● **Text passage**:
For our inaugural episode of Reaching Out, we talk with Sarah Lucas about some of her favorite films, binge-worthy tv shows to watch, places she wishes she could visit right now, and more. 

Over the next few weeks, we will share all different types of content created by our artists throughout our digital channels, and we hope you enjoy following along.

Gladstone Gallery: What is your favorite film?

Sarah Lucas: GUMSHOE was on last night. It’s an early Stephen Frears film about a bingo caller. A bit of social realism. We have a channel called Talking Pictures that shows a lot of old stuff - the kind of thing I grew up on. A lot of British films and old tv series. I rarely watch any modern films. 

GG: What TV shows have you been binging recently?   

SL: A favourite of mine is a drama called BIG WOMEN based on the Fay Weldon novel PRAXIS. It was made in the nineties but set in the seventies. It’s women’s lib thing, very amusing.    Another one I love is called BOUQUET OF BARBED WIRE. This one was made in the seventies. It’s about the sexual undercurrents between a father and daughter, initially anyway. There’s a second series called ANOTHER BOUQUET - by this time there’s all sorts of sexual complications going on among the characters - who number seven or so. It’s a period piece. Great costumes and attitudes. How times have changed!   

THIS LIFE, made in the nineties was a groundbreaking soap about a group of young lawyers sharing a house in London.   

Another favourite, and probably easier to get hold of in the US is A VERY ENGLISH SCANDAL about  leader of the Liberal Party, Jeremy Thorpe.

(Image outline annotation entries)
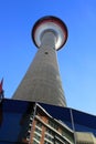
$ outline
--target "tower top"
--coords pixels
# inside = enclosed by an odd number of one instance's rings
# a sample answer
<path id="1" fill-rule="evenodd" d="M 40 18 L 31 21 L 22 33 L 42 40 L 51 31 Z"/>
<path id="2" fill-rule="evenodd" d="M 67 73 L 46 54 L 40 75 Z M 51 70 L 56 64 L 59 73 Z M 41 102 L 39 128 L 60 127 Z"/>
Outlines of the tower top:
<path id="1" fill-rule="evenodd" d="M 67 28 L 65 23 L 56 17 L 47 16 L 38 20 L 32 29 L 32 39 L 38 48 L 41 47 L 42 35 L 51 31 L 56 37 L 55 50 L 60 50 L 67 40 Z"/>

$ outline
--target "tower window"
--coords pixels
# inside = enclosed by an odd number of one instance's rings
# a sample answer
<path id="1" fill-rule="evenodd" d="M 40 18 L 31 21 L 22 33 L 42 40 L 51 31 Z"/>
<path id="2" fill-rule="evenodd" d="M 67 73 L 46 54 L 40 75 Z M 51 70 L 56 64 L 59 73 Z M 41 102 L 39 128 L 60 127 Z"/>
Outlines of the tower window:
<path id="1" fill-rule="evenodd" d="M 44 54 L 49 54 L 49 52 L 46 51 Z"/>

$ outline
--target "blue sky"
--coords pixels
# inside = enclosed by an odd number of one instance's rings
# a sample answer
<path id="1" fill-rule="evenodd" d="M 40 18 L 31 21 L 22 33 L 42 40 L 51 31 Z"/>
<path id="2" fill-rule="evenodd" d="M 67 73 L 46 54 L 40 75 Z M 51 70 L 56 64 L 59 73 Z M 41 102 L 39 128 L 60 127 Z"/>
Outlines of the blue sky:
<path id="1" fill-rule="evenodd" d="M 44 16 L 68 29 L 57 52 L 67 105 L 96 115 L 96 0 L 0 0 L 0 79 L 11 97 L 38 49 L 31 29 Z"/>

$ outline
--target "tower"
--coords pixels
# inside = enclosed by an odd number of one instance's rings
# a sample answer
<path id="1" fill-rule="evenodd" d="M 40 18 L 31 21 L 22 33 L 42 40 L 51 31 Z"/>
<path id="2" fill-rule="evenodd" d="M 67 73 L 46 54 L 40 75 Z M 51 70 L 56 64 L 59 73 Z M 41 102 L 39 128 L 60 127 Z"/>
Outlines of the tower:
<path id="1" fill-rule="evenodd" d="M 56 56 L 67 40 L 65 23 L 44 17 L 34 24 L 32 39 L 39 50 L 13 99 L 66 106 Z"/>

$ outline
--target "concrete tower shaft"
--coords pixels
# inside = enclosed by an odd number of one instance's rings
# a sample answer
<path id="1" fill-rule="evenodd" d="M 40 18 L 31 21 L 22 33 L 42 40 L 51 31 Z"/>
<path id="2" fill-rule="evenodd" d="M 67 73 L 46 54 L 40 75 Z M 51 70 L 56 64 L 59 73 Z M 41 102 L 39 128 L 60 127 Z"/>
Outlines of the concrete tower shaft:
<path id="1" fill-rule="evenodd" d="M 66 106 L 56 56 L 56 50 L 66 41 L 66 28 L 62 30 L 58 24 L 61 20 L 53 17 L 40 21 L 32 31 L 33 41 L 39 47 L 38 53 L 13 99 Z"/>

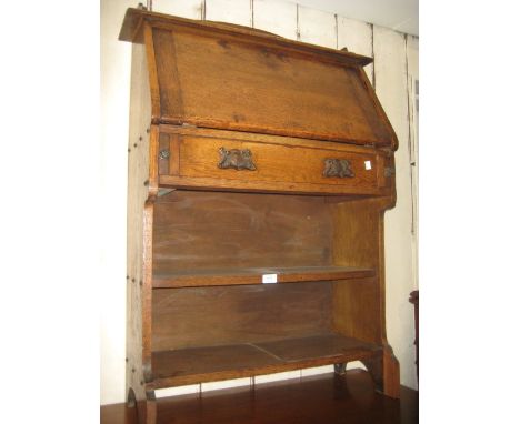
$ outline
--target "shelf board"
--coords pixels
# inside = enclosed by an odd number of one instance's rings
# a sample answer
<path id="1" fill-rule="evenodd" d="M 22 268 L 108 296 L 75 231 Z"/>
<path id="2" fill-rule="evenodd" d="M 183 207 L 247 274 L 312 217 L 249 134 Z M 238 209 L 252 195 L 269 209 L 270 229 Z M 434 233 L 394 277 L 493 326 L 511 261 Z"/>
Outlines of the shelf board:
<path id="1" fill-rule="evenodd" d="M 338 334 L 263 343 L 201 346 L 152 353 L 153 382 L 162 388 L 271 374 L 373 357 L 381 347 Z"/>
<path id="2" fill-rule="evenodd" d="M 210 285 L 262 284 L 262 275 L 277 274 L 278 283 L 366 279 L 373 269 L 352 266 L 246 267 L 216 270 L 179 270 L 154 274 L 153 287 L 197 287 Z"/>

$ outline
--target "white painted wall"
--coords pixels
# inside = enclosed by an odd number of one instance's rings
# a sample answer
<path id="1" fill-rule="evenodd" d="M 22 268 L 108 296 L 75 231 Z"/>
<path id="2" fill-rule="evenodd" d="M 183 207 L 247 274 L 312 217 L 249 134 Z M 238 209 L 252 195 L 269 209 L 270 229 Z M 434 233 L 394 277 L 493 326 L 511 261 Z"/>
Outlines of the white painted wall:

● **Requirement A**:
Answer these questions from the Sarah Lucas interview:
(i) What is GUMSHOE about?
(ii) Which novel is BIG WOMEN based on?
(iii) Who are the main characters of THIS LIFE?
● **Requirement B**: From the Sarah Lucas interview, list every title that appears in capital letters.
● **Requirement C**: Extend the Sarah Lucas interview beyond the line about Jeremy Thorpe.

● **Written reply A**:
(i) A bingo caller.
(ii) PRAXIS, by Fay Weldon.
(iii) A group of young lawyers sharing a house in London.

● **Written reply B**:
GUMSHOE
BIG WOMEN
PRAXIS
BOUQUET OF BARBED WIRE
ANOTHER BOUQUET
THIS LIFE
A VERY ENGLISH SCANDAL

● **Written reply C**:
GG: What recent museum exhibition has been your favorite?   

SL: I was fortunate to see the MEXICAN MURALISTS exhibition at the Whitney while in New York recently. I’m not an avid museum goer these days but this was a truly great immersion in the subject. Julian and I had the added bonus of going along with Jose Kuri, who knows everything about Mexican art, and Ricky Clifton, who’s also pretty sharp and very funny.

Installation view of Vida Americana: Mexican Muralists Remake American Art, 1925–1945 (Whitney Museum of American Art, New York, February 17–May 17, 2020). From left to right: José Clemente Orozco, Reproduction of Prometheus, 1930; Alfredo Ramos Martínez, The Malinche (Young Girl of Yalala, Oaxaca), c. 1940; Frida Kahlo, Me and My Parrots, 1941; Alfredo Ramos Martínez, Calla Lily Vendor, 1929; Frida Kahlo, Two Women (Salvadora and Herminia), 1928. Photograph by Ron Amstutz

GG: Where would you most like to be right now?   

SL: Well, I had intending to be getting about the country to see my various good friends who are scattered about all over the place - having been very committed to the studio since last June. As that’s no longer possible I’m at home in Suffolk. Fine to be here but missing the fantastic company. 

GG: What is your favorite food?   

SL: I’m an addict of shepherds pie, particularly when I’m back from a stint abroad.

Cast Iron Shepherd's Pie by Clay Junell

GG: What is favorite work of art? 

SL: At home I have a couple of portraits. One is of ANGELA DAVIS AND KATHLEEN CLEAVER by my friend Kate Boxer. The other is MAGGI HAMBLING by Julian Simmons.

Kate Boxer, Kathleen Cleaver and Angela Davis, Acrylic Ink on Canvas, 47 1/4 x 35 3/8 in, 120 x 90 cms; Julian Simmons, Maggi Hambling.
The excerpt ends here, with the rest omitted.